Rewrite every line of the material below, requests included, multiplying each coordinate in the answers by 1.8 and rounding the result to a whole number, with halves rounded up. Leave the pictures out.
═════ MATERIAL PROVIDED
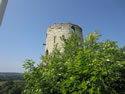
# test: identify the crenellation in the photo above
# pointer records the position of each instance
(54, 33)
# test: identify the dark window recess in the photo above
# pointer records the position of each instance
(72, 29)
(47, 52)
(54, 39)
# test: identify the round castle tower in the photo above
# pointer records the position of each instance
(55, 31)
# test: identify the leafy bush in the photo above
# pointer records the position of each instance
(87, 67)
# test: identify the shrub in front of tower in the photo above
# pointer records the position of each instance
(88, 67)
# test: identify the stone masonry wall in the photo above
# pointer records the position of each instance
(54, 33)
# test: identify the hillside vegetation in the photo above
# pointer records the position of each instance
(87, 67)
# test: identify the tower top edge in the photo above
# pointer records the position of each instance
(55, 25)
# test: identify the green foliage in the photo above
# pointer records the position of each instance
(12, 87)
(87, 67)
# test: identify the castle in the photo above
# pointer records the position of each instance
(54, 33)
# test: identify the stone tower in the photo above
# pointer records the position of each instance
(54, 33)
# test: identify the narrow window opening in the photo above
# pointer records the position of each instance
(47, 52)
(54, 39)
(72, 29)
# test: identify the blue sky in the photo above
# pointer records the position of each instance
(25, 23)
══════════
## COMPLETED TASK
# test: identify the crenellation in the photo above
# pointer records the position of each instance
(97, 59)
# test: identify the dark window recess in the photo above
# pointer records the position of each instance
(130, 52)
(85, 94)
(97, 70)
# test: identify the round castle tower in the photo above
# pointer records the position of each instance
(99, 56)
# test: identify the leafy bush in the photo above
# pointer records the position of each instance
(157, 121)
# test: identify the shrub in front of tower in the photo above
# pointer records the position of each instance
(158, 121)
# test: identify the stone masonry wall in the photo above
# pointer records the position of each instance
(97, 59)
# test: identify the hillside vegetation in the photo above
# pointer records the position of each instance
(157, 121)
# test: identify the tower top edge in the photo above
# pointer records the position of each instance
(99, 45)
# test: identify the green foliage in the photo above
# pointer records the position of each instance
(22, 157)
(157, 121)
# test: identify the castle in the photo above
# pointer records the position of each instance
(97, 59)
# test: identify the stone tower in the photo above
# pointer records the position of each instance
(97, 59)
# test: identify the narrow window opening in the photo above
# pointer records the position of each instance
(85, 94)
(97, 70)
(130, 52)
# test: identify the blue sky in the photo above
# pointer records the position of each instance
(45, 41)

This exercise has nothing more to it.